- **Page excerpt**
»»
Data Visualization Quick Start Guide

data-viz-quick-start-guide

Anyone with a computer can make a data visualization nowadays. The proliferation of graphing tools and online resources continue to make the process ever more accessible. But having a camera in one’s phone does not a photographer make. Confusing and inefficient graphics are everywhere. And in the Information Age, having visualization savvy has become, to quote Dona Wong, “almost as indispensable as good writing”.

As both an art and a science, data visualization requires a rare combination of skills to master. But you don’t have to be a statistician to create beautiful graphics. I believe that with a sharp mind and a good eye (and a little guidance), anyone can be a data visualist.

This guide is intended for those who are new to data visualization or have some experience with it and want to hone their skills. I hope you find it useful and please pay close attention as there will be an exam at the end of the article.

Defining Your Goals

The very first thing you’ll want to do when making a data visualization is decide on its purpose. Why are you taking the time to create this thing? What are the primary goals you’re trying to achieve? Answering these questions out of the gate is essential to keeping your work focused. Without the necessary constraint of a concrete goal, your analysis and design can easily tumble down a hundred different rabbit holes.

Defining Your Audience

The next essential step is clarifying who your visualization is intended for. Answering the questions below will help further narrow your focus.

  • What does your audience need from the visualization? Is there a specific point you need to make? What will add value for the reader?
««
- **Stored records**
»»
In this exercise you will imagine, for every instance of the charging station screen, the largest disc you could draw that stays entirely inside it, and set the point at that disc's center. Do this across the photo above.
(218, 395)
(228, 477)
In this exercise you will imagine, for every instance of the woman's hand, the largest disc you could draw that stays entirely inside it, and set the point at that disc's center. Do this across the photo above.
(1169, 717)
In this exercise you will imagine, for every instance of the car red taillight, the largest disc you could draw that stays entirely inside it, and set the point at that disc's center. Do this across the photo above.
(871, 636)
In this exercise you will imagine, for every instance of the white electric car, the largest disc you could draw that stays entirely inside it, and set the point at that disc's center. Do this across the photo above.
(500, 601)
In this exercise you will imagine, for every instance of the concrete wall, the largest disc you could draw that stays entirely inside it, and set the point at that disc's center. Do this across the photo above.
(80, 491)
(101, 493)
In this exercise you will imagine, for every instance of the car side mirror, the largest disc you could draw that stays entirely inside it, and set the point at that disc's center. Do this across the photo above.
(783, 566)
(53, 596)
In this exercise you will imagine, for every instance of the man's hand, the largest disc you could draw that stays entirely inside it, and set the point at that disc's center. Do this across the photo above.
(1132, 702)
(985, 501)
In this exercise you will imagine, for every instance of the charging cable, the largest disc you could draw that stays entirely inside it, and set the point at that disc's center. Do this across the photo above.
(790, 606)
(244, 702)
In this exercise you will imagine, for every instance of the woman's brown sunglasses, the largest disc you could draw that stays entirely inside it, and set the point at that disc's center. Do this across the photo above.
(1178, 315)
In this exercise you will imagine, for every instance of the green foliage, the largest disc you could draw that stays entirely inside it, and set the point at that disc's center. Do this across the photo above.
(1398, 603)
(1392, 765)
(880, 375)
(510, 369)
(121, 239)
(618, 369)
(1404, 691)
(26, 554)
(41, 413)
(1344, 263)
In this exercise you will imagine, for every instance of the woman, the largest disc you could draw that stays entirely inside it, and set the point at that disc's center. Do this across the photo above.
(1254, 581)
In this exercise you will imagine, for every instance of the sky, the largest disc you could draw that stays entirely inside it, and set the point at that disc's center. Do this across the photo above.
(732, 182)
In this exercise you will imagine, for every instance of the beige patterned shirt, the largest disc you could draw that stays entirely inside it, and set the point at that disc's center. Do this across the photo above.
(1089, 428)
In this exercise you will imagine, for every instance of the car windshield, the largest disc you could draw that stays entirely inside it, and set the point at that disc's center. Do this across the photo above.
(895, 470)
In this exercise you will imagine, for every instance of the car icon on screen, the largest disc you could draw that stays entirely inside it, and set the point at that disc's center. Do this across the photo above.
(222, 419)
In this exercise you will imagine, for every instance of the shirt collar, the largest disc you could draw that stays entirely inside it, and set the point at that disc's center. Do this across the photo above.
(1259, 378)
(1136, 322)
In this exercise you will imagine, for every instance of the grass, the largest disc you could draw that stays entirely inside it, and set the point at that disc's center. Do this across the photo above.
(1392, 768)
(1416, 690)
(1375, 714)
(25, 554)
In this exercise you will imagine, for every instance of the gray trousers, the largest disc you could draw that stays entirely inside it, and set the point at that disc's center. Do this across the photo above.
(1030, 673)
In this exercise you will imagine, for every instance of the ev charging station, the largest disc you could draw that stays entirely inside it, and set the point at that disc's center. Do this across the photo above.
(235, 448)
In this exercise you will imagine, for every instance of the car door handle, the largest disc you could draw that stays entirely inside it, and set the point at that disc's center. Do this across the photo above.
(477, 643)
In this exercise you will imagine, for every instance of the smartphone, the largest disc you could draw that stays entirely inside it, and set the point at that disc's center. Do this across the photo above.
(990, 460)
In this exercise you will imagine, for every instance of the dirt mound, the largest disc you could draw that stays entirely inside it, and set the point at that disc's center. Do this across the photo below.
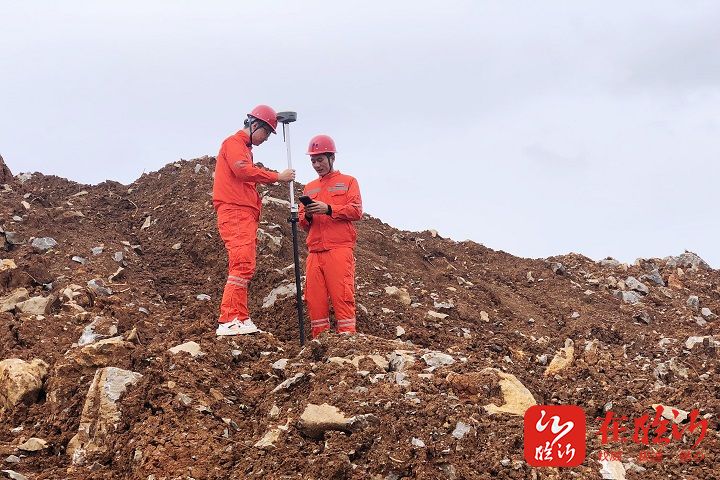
(100, 282)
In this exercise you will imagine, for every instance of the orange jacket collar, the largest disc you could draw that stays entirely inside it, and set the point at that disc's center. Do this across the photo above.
(245, 138)
(330, 175)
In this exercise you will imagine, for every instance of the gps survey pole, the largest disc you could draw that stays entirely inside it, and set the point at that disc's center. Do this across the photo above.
(286, 118)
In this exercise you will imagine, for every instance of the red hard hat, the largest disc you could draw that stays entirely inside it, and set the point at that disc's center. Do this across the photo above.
(265, 114)
(321, 144)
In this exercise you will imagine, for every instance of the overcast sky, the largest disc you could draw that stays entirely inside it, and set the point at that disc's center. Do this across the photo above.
(538, 128)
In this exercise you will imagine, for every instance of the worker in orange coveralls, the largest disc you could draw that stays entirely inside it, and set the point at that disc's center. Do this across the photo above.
(330, 266)
(238, 206)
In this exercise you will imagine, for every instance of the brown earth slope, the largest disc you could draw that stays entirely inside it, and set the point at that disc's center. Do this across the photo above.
(498, 321)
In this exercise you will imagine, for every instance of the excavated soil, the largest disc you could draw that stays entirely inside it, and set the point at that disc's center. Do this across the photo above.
(627, 356)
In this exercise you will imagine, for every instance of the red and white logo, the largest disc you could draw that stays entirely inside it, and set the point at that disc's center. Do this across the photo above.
(554, 436)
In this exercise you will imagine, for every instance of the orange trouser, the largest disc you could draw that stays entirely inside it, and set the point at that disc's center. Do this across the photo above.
(238, 229)
(330, 274)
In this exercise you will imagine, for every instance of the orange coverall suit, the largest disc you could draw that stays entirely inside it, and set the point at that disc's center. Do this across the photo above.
(330, 266)
(238, 206)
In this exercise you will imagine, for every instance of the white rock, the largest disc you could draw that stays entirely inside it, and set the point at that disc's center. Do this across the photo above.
(416, 442)
(516, 396)
(190, 347)
(401, 293)
(33, 445)
(20, 381)
(437, 359)
(635, 284)
(461, 429)
(269, 439)
(101, 414)
(36, 305)
(7, 264)
(44, 244)
(318, 419)
(446, 305)
(280, 364)
(668, 413)
(628, 297)
(8, 302)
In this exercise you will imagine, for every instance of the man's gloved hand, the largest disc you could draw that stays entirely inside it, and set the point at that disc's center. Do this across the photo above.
(320, 208)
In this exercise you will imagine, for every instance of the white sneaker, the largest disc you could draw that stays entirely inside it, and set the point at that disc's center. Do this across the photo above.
(232, 327)
(247, 327)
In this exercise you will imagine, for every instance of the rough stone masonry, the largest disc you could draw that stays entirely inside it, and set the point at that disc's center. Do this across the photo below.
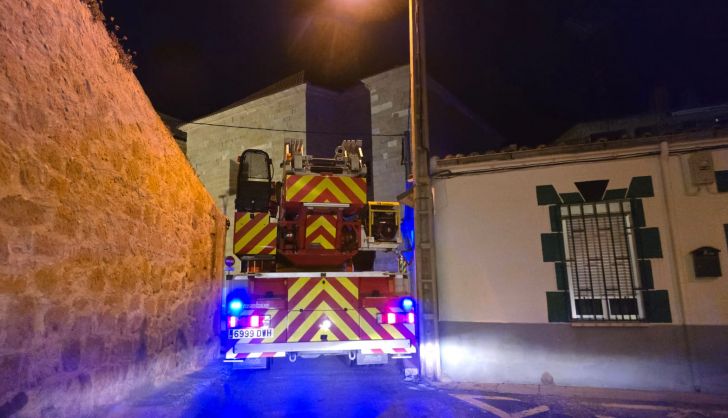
(110, 247)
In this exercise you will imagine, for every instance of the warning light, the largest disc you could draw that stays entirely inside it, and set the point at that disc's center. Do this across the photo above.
(232, 321)
(407, 304)
(229, 261)
(235, 306)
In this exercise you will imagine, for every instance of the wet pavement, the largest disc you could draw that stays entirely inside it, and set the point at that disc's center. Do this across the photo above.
(329, 387)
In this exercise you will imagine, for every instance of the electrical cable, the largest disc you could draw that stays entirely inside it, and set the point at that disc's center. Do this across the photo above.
(445, 174)
(296, 131)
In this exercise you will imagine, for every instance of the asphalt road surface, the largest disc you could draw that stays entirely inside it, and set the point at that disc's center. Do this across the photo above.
(328, 387)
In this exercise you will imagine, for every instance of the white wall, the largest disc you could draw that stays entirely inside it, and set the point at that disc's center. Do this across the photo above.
(701, 214)
(488, 227)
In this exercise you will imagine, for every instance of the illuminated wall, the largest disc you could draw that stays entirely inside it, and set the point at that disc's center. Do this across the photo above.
(495, 276)
(110, 247)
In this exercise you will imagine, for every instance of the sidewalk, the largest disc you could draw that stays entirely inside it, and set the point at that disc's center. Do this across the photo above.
(590, 393)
««
- **What you will do**
• a. Find each line in the entries that contains the word "collar" and copy those lines.
• b. Pick up the data visualization guide above where it stops and keep writing it.

- **Answers**
• a.
In this exercise you will imagine, for every instance of the shirt collar, the largest disc you could draw that stays entirely inside it, and set the point at that disc's center. Do this across the photo above.
In this exercise you will imagine, for every instance of the orange jacket collar, the largest disc you could draw that stays entirely inside it, and set the point at that disc's center. Do this across the photo above.

• b.
  • What is their visual literacy level? Some audiences are more adept at reading charts than others. Are you designing your visual for a bunch of data geeks? If so, you may opt for an approach that’s more exploratory and detail-oriented rather than curated and simplified.
  • How much time do they have? Will they only have a few minutes to skim an overview or a half hour to comb through a deep dive? In what context will they be viewing the visualization?

Finding the Story

Great visualizations always have a clear, deliberate message. Any dataset can tell several different stories depending on which numbers you use and how you frame them. It’s up to you to uncover the strongest story — this is about finding the signal in the noise.

Sometimes you’ll be looking for a trend or an outlier in your data; something you can emphasize. Other times you’ll have to decide on the data series that best illustrates your point (like using market share instead of total revenue).

Most datasets will contain information that is irrelevant to the story you’re telling. Simplifying your data and boiling it down to the essentials is critical for delivering an unclouded message to your reader.

In some cases, you may want to crunch the numbers to emphasize your point, like changing absolute values to percentage change. Be careful though; I’d recommend brushing up on your statistics chops before doing any advanced numerical adjustments.

Exploration and Experimentation

The human brain is notoriously bad at discerning patterns when presented with a bunch of numbers in a spreadsheet. When I can’t immediately pick up on the story in a dataset or I’m not sure where to start with my visualization, I’ll do a little something the experts call “exploratory data analysis”.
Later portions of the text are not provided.